§ Written request 1:
In the listing, copy the lines from the one with "[search] open laptop" to the one with "[74,251,105,267]", keeping every character unchanged.

━━━━

Here is what I would probably do:
def worker(url, urls):
print(multiprocessing.current_process().name + "." + str(multiprocessing.current_process().pid) + " loading " + url)
returned_urls = phantomjs(url)
print(multiprocessing.current_process().name + "." + str(multiprocessing.current_process().pid) + " returning " + str(len(returned_urls)) + " URLs")
for returned_url in returned_urls:
urls.put(returned_url, block=True)
# signal finished processing this url
urls.put('no-url')
print("There are " + str(urls.qsize()) + " URLs in total.\n")
if __name__ == '__main__':
manager = multiprocessing.Manager()
pool = Pool()
urls = manager.Queue()
# start first url before entering loop
counter = 1
pool.apply_async(worker, (<some-url>, urls))
while counter > 0:
url = urls.get(block=True)
if url == 'no-url':
# a url has finished processing
counter -= 1
else:
# a new url needs to be processed
counter += 1
pool.apply_async(worker, (url, urls))
pool.close()
pool.join()
Whenever a url is popped off the queue, increment the counter. Think of it as a "currently processing url" counter. When a 'no-url' is popped off the queue, a "currently processing url" has finished, so decrement the counter. As long as the counter is greater than 0, there are urls that haven't finished processing and returned 'no-url' yet.

━━━━

§ Written request 2:
In the multiprocessing answer, turn the paragraph beginning "Whenever a url is popped off the queue" into a short bulleted list that keeps its main points.

━━━━

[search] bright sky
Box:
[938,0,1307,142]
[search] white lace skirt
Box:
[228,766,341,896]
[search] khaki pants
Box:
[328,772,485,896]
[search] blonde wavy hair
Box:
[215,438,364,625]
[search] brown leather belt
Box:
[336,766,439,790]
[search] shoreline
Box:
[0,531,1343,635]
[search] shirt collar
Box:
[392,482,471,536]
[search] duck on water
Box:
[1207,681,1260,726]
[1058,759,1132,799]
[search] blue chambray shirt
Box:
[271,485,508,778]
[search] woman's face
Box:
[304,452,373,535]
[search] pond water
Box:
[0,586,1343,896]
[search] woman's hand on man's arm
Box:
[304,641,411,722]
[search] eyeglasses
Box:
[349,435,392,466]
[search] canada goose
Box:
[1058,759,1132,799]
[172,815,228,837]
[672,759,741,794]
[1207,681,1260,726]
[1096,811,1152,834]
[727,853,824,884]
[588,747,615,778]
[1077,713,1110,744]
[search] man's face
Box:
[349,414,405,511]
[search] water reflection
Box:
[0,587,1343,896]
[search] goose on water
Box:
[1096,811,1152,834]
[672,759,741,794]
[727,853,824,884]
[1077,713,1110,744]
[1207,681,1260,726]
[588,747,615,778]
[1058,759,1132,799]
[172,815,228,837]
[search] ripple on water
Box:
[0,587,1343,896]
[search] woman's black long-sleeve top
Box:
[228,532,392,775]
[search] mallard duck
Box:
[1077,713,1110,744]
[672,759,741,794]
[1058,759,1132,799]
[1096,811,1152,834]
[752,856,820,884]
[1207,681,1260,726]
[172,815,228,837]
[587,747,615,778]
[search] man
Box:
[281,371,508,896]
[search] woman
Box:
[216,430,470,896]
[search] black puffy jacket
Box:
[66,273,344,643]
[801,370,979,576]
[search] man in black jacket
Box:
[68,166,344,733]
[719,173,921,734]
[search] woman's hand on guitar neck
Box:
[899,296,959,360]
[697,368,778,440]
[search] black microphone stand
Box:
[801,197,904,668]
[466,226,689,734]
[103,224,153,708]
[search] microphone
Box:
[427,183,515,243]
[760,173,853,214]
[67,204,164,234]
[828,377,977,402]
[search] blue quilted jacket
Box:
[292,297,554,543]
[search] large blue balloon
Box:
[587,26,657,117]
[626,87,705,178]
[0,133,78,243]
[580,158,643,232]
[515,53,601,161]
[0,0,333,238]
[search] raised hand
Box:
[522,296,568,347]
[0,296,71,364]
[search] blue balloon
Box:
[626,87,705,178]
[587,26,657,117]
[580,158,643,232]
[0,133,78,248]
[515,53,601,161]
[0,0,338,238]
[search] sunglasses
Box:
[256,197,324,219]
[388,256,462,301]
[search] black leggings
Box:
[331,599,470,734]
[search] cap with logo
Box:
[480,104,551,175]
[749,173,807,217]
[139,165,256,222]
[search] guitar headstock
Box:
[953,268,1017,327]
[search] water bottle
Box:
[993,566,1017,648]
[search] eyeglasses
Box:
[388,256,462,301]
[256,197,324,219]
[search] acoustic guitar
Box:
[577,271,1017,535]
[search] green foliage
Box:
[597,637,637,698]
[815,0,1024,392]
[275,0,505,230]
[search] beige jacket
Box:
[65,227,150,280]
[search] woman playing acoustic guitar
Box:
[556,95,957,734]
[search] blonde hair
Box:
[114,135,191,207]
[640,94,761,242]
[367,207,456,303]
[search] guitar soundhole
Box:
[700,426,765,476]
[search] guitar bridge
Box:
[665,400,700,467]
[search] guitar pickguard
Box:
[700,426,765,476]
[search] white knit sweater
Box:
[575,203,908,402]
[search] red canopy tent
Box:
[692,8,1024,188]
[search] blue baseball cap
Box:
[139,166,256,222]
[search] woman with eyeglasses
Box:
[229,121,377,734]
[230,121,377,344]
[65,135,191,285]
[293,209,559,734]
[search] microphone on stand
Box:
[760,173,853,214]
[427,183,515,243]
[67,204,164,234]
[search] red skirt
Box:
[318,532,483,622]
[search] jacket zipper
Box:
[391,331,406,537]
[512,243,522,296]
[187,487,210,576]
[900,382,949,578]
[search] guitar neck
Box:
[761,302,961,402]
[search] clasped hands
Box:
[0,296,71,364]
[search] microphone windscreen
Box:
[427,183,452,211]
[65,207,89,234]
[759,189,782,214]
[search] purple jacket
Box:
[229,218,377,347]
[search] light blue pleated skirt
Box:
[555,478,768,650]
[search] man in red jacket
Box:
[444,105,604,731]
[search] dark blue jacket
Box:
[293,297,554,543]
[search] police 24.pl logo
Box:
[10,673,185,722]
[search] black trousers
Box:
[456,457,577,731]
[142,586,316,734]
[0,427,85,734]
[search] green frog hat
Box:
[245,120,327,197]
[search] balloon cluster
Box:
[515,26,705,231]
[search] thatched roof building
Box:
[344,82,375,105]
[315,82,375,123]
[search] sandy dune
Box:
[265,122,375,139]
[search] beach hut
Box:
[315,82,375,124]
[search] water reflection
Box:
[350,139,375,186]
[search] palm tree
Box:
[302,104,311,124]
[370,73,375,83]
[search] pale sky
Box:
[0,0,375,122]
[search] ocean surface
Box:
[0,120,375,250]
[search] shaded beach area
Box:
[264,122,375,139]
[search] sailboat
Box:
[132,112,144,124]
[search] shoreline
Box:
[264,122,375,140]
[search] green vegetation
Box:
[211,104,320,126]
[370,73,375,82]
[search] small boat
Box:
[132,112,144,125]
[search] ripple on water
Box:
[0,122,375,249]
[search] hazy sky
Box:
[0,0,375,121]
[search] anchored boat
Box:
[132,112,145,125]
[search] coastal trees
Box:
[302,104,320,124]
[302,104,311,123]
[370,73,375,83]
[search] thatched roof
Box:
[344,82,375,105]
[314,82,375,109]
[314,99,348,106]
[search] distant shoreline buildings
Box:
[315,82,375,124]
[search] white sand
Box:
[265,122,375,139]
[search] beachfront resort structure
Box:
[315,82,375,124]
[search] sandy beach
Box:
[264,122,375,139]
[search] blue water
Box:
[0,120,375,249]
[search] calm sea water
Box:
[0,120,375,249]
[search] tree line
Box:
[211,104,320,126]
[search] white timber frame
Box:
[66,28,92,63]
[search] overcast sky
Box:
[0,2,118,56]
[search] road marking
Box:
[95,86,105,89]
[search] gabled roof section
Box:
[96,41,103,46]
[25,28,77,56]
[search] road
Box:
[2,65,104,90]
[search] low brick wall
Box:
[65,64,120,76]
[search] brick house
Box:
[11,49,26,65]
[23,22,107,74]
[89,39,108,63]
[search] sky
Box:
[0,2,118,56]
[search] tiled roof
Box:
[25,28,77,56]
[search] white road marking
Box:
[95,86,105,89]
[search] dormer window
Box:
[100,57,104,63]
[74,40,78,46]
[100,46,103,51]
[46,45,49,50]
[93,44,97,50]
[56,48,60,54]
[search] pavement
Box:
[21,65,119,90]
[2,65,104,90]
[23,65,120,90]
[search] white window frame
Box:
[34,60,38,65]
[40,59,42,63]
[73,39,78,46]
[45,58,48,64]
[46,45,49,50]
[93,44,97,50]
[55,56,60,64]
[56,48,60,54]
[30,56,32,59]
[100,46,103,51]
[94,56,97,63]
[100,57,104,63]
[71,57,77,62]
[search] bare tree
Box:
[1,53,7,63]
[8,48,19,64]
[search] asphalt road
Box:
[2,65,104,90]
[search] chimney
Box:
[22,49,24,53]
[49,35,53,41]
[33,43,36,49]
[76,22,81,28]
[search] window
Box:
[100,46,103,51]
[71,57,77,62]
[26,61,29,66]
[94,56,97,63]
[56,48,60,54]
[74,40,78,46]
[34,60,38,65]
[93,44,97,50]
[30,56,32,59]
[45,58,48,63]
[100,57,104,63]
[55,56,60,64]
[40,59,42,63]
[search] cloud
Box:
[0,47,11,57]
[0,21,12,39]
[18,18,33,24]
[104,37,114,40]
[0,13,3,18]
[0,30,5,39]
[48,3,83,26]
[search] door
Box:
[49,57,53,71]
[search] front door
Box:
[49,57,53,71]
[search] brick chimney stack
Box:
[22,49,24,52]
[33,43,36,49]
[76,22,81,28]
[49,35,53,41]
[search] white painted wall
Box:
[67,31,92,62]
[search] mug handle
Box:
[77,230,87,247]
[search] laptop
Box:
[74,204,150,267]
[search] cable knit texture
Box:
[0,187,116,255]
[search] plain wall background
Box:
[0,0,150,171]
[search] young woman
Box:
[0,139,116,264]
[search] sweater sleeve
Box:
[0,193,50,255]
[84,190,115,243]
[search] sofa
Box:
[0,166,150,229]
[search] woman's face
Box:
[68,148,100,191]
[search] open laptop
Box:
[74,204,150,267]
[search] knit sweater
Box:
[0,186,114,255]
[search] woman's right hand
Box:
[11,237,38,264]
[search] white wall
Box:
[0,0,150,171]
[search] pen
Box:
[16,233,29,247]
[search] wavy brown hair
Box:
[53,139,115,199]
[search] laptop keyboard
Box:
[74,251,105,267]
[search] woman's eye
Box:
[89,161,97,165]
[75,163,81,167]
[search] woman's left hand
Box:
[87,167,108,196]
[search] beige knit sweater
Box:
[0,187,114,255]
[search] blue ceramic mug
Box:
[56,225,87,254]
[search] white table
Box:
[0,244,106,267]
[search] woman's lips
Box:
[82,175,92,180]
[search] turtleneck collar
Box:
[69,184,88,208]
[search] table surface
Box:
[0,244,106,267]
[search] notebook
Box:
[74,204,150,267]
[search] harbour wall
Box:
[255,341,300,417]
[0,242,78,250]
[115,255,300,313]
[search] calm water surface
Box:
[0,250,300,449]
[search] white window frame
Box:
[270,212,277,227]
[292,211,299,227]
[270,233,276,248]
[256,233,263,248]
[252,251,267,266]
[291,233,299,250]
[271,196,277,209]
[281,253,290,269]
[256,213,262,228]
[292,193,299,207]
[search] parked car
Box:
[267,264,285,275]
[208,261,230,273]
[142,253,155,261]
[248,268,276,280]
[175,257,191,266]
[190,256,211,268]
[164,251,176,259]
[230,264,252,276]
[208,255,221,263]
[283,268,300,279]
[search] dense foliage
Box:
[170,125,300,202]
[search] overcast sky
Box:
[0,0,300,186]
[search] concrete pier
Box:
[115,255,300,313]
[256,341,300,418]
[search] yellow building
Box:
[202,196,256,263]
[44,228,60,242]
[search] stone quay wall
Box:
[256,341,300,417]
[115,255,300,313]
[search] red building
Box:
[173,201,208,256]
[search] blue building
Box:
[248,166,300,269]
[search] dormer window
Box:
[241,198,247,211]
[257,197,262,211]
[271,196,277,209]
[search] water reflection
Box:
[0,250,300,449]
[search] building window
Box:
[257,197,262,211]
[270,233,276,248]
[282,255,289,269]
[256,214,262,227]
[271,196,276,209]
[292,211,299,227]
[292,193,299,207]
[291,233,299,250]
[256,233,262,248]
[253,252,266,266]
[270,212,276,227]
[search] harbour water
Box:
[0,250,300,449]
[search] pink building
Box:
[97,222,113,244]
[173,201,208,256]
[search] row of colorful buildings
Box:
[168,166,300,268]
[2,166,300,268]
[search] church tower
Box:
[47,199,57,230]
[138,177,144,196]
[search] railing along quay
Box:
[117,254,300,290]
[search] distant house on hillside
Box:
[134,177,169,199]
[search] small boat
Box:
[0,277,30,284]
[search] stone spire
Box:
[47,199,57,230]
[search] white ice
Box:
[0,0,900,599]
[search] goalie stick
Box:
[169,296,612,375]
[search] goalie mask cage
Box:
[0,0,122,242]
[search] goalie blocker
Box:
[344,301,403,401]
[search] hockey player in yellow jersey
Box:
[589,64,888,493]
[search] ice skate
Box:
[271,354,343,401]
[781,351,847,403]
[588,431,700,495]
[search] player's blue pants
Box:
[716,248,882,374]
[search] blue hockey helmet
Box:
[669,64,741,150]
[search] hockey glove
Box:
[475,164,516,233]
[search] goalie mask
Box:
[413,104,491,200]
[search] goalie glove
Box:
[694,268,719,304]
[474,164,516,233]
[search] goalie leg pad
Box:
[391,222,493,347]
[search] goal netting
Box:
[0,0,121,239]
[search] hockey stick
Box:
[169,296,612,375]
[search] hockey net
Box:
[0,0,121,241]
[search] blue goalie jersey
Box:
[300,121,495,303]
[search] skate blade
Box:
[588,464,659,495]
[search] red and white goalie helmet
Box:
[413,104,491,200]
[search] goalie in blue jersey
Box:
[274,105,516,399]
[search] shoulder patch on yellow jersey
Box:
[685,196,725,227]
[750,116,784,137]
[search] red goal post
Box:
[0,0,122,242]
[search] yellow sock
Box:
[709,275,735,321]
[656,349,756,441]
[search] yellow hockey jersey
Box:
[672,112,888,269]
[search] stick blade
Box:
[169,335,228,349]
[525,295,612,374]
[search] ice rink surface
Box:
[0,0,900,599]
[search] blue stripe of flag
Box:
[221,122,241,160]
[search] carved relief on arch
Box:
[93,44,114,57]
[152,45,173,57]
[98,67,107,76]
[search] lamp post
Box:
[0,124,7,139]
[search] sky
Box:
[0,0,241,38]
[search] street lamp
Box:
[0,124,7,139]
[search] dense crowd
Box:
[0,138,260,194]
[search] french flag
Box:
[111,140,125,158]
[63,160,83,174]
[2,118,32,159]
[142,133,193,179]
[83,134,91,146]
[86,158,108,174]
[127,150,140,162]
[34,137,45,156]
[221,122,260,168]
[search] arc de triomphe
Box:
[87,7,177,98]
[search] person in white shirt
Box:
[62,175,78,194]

━━━━

§ Worked answer 1:
[search] open laptop
Box:
[74,204,150,267]
[search] knit sweater
Box:
[0,186,114,255]
[search] woman's right hand
Box:
[11,237,38,264]
[search] white wall
Box:
[0,0,150,171]
[search] pen
Box:
[16,233,29,247]
[search] wavy brown hair
Box:
[53,139,115,199]
[search] laptop keyboard
Box:
[74,251,105,267]

§ Worked answer 2:
- Each time a url is popped off the queue, increment the counter, which works as a "currently processing url" counter.
- When a 'no-url' is popped off the queue, a url has finished processing, so decrement the counter.
- While the counter is greater than 0, some urls haven't finished processing and returned 'no-url' yet.